-- Start of PASSAGE GIVEN --
Aleksey Petrovich Maresyev, Fighter Pilot Who Defied Death

Aleksey Petrovich Maresyev, Fighter Pilot Who Defied DeathAleksey Petrovich Maresyev was a Soviet fighter ace during the World War II. He was born in 1916 in the small city of Kamyshin on the banks of the Volga River.

In 1937, he joined the Red Army and served in the border patrol aviation unit as a technician – but all he did, according to Maresyev, “was put the tail of the plane into the proper parking position.”

A year and a half later he was sent to a pilot school in the city of Bataisk in the south of Russia. He graduated from the Military School of Aviation in 1940. Aleksey Maresyev was stationed in Central Ukraine in the squadron, equipped with Polikarpov I-16 fighters. He began his flights as a fighter pilot in August 1941. He had shot down four German aircraft by March 1942.

In April 1942, Alexey Maresyev got into a dogfight with two German fighters. Maresyev’s plane was shot down in the forest near the city of Staraya Russa. He managed to bailout from the flaming aircraft with a parachute. During grounding he badly injured his legs. Despite that, Aleksey had to fight for his life in the winter forest. He started crawling in search for help. After 18 days in forest, fighting pain and hunger, Aleksey Maresyev managed to reach the village of Plavni.
-- End of PASSAGE GIVEN --
:: REQUIRED WORK ::
• a. Reproduce the Maresyev passage starting at "A year and a" and ending at "by March 1942.", substituting "Rostov" for "Bataisk".
• b. Summarize the Maresyev passage in two sentences.
-- Start of GIVEN RECORDS --
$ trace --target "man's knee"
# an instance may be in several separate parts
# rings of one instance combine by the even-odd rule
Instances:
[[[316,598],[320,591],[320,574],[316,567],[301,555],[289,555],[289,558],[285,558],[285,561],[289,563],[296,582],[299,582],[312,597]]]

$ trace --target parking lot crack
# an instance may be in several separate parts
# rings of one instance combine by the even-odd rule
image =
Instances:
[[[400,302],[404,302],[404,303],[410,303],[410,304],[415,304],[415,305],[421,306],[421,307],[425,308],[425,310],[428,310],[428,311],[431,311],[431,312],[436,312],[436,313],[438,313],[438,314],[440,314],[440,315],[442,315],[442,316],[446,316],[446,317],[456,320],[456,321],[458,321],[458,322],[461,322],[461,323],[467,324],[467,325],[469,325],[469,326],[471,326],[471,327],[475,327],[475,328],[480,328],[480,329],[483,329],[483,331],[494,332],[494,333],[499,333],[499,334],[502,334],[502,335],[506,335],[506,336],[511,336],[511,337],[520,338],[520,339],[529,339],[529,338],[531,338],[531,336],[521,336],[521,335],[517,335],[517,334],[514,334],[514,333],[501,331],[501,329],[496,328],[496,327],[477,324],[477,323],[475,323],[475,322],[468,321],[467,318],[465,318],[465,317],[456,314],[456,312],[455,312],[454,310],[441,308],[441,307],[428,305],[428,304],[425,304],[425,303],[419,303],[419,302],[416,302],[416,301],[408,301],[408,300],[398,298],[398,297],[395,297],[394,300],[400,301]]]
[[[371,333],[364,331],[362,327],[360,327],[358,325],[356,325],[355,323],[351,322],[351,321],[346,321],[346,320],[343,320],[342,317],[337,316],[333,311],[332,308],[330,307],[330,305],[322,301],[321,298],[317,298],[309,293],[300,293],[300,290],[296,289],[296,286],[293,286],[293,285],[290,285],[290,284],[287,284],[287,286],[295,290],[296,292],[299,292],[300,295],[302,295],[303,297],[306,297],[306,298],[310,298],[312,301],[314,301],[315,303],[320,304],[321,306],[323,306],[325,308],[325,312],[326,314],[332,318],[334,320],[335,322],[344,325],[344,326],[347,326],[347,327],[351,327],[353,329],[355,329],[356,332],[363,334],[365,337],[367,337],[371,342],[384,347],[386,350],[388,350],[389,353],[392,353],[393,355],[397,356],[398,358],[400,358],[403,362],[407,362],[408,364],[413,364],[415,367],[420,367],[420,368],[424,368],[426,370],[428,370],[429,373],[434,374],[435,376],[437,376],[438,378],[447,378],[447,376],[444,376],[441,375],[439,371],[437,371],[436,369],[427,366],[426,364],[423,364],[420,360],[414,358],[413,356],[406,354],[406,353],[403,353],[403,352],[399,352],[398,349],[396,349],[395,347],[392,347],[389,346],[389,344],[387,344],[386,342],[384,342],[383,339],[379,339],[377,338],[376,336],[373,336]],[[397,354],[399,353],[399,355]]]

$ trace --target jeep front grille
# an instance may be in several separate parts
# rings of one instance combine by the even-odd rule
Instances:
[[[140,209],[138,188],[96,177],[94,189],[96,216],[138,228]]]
-- End of GIVEN RECORDS --
:: ANSWERS PROVIDED ::
• a.
A year and a half later he was sent to a pilot school in the city of Rostov in the south of Russia. He graduated from the Military School of Aviation in 1940. Aleksey Maresyev was stationed in Central Ukraine in the squadron, equipped with Polikarpov I-16 fighters. He began his flights as a fighter pilot in August 1941. He had shot down four German aircraft by March 1942.

• b. Aleksey Petrovich Maresyev, a Soviet fighter ace born in 1916 in Kamyshin, joined the Red Army in 1937, graduated from the Military School of Aviation in 1940, and had shot down four German aircraft by March 1942. In April 1942 he was shot down near Staraya Russa, badly injured his legs on landing, and crawled for 18 days through the winter forest before reaching the village of Plavni.